Exercise task - Reproduce each of the records below verbatim, omitting the pictures from your response.

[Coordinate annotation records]
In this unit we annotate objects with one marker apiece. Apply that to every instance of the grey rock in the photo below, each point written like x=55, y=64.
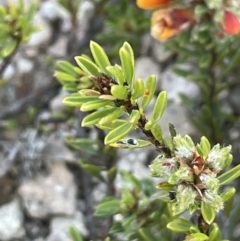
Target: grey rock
x=132, y=161
x=56, y=103
x=52, y=10
x=59, y=227
x=59, y=48
x=99, y=192
x=234, y=99
x=85, y=13
x=179, y=116
x=57, y=151
x=27, y=3
x=175, y=84
x=145, y=67
x=11, y=217
x=24, y=65
x=54, y=194
x=42, y=36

Solution for this task -
In this unit we annotate objects with one marker apiece. Apply that to every instance of the grey rock in the photo below, each point written like x=55, y=64.
Target: grey rock
x=132, y=161
x=56, y=103
x=52, y=10
x=59, y=227
x=59, y=48
x=99, y=192
x=234, y=99
x=85, y=13
x=179, y=116
x=57, y=151
x=27, y=3
x=175, y=84
x=145, y=67
x=11, y=217
x=24, y=65
x=54, y=194
x=42, y=36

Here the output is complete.